Entries on locating named items:
--- begin ---

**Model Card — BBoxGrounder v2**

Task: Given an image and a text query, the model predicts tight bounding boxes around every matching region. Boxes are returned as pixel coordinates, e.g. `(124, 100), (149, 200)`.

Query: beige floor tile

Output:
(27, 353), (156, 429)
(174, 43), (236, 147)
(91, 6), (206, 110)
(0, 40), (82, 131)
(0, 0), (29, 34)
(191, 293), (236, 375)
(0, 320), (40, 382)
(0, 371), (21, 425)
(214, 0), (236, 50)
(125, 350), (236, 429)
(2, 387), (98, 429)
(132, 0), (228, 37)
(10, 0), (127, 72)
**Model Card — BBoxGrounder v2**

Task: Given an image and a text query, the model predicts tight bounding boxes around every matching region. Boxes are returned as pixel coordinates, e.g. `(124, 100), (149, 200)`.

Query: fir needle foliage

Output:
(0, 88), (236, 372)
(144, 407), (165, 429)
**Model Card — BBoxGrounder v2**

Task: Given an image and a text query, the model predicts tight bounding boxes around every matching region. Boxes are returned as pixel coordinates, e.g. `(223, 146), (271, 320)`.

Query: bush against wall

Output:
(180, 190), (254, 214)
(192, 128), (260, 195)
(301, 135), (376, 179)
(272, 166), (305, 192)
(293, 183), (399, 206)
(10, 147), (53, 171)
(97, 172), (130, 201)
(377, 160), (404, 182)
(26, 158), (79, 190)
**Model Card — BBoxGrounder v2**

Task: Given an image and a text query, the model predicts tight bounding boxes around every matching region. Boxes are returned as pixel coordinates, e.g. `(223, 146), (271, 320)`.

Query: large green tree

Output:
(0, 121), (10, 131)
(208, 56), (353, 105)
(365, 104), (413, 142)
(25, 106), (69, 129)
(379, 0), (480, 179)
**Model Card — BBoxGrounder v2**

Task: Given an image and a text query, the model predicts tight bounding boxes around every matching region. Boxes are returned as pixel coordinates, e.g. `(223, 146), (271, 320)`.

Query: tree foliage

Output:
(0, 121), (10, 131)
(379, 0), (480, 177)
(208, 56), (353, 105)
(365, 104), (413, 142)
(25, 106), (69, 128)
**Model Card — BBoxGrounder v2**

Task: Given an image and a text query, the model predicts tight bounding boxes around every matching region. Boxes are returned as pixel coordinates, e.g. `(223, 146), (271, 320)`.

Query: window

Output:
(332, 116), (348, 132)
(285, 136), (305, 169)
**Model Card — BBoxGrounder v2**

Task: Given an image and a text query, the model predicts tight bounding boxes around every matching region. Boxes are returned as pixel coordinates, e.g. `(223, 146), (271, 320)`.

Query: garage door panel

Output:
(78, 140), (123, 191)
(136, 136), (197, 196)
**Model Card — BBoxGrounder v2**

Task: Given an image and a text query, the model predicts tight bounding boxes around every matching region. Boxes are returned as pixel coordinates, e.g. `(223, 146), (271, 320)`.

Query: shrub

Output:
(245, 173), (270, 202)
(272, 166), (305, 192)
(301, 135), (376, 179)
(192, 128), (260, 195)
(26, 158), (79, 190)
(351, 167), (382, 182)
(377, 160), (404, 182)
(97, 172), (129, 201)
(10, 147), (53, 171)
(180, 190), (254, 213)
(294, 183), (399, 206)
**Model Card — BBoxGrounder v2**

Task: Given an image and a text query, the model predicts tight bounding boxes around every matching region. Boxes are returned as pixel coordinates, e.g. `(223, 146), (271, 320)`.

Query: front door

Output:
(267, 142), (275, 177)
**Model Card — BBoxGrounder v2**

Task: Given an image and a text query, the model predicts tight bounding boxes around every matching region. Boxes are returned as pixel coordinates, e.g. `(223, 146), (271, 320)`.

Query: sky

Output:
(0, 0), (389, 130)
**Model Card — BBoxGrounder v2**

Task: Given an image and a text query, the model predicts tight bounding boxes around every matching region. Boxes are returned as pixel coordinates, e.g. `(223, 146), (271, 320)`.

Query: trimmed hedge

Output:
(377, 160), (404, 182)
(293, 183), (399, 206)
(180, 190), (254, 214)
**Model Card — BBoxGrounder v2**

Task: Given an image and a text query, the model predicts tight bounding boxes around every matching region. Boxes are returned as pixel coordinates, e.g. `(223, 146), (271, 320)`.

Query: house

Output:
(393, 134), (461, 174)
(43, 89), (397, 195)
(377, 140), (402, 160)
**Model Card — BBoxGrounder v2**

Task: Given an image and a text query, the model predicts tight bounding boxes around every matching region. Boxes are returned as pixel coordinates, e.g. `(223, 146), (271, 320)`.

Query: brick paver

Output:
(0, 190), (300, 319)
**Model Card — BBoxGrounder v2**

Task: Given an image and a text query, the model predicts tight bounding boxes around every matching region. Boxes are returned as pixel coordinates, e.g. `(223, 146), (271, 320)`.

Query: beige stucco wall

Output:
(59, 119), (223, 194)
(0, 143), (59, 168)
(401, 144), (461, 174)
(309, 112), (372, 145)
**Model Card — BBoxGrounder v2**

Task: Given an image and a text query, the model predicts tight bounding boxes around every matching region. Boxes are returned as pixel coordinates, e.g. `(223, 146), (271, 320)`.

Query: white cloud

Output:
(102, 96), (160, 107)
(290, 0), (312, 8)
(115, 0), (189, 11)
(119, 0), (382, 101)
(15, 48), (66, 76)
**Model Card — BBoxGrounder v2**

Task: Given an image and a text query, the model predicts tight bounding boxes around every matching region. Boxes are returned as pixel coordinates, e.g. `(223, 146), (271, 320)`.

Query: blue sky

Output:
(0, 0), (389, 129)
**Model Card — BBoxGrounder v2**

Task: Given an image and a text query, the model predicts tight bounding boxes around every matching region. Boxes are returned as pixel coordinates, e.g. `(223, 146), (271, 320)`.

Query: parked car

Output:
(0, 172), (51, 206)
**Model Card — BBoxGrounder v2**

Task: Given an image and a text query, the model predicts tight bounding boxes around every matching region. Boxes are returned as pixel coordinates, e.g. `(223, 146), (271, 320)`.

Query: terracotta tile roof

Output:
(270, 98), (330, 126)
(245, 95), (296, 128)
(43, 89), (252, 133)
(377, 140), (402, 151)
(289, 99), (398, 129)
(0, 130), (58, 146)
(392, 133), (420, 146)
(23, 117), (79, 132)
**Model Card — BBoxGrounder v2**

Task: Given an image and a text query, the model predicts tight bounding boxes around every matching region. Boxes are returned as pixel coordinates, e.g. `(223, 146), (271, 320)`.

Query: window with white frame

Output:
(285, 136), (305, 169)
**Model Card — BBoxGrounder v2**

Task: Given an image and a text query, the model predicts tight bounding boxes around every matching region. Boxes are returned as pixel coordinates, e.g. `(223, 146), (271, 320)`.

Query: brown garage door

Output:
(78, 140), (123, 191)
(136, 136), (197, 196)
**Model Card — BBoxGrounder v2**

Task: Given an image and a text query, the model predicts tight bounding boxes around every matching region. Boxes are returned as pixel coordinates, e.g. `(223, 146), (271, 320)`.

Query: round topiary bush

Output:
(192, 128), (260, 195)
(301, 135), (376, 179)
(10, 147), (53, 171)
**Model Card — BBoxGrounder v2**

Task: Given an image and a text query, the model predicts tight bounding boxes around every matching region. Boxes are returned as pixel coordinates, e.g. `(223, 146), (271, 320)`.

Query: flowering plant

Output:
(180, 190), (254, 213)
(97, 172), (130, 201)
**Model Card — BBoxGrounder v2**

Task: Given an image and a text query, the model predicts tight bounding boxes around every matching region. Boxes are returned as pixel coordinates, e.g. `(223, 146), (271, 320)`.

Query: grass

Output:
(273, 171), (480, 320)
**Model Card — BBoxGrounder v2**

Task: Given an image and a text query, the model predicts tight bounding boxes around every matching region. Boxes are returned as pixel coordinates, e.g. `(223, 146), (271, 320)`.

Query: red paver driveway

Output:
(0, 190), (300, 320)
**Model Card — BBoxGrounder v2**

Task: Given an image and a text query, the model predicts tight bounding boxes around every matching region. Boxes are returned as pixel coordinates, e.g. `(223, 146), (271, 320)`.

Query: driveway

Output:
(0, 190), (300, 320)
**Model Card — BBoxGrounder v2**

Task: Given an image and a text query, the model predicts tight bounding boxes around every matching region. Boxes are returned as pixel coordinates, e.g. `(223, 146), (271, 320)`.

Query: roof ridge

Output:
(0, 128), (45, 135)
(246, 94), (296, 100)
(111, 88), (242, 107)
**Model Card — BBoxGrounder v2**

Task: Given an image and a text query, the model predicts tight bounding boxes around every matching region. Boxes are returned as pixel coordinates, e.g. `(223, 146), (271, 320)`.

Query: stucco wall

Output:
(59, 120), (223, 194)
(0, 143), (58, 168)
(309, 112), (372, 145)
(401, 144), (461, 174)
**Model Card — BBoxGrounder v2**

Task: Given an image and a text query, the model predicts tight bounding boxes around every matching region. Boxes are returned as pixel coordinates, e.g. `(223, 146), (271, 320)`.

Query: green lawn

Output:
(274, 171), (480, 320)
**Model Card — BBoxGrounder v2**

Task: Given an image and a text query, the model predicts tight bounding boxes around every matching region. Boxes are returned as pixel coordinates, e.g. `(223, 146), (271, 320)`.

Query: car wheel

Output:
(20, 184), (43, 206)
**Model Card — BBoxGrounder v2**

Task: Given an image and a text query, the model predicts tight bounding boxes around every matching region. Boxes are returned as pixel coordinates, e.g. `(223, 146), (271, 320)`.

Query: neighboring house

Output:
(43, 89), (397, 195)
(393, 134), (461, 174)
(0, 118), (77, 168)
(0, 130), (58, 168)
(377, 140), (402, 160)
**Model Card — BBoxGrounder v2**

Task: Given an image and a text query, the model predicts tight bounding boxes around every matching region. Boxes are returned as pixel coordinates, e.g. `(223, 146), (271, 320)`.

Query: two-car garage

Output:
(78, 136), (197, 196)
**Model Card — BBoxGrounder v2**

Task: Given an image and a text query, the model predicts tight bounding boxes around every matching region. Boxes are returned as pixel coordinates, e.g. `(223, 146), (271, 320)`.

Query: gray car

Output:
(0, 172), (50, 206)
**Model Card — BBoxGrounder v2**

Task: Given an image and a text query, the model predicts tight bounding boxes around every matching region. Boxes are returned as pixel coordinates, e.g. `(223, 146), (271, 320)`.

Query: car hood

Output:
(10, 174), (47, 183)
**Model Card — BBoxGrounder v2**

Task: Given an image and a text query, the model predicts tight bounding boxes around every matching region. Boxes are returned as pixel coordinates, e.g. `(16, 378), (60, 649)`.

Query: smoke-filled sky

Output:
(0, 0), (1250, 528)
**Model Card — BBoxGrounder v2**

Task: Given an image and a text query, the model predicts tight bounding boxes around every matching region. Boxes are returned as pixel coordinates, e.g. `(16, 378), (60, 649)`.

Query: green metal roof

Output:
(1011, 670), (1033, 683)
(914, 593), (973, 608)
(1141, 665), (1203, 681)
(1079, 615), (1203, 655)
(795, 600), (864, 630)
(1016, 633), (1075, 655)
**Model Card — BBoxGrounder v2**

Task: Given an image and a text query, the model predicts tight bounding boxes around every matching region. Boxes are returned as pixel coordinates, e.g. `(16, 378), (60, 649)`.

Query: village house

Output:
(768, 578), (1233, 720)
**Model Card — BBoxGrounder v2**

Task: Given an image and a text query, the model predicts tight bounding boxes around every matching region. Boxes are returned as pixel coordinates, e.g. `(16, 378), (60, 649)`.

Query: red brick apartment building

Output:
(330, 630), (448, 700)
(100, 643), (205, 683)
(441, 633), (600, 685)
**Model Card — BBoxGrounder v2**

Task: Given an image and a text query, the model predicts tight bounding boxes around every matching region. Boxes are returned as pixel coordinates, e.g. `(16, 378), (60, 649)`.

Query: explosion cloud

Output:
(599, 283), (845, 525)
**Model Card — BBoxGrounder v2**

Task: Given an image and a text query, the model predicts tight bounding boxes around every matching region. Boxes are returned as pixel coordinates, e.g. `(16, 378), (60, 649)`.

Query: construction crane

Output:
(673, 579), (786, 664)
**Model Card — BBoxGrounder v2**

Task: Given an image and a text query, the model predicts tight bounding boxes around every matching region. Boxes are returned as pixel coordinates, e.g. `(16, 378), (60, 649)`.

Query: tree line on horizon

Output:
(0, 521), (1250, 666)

--- end ---

### WHAT YOU ARE ASKED TO DO
Pick out every line of the material above that contains the word "white", treating uppercase and lowercase letters as distinct.

### PROBLEM SOLUTION
Query: white cloud
Query: window with white frame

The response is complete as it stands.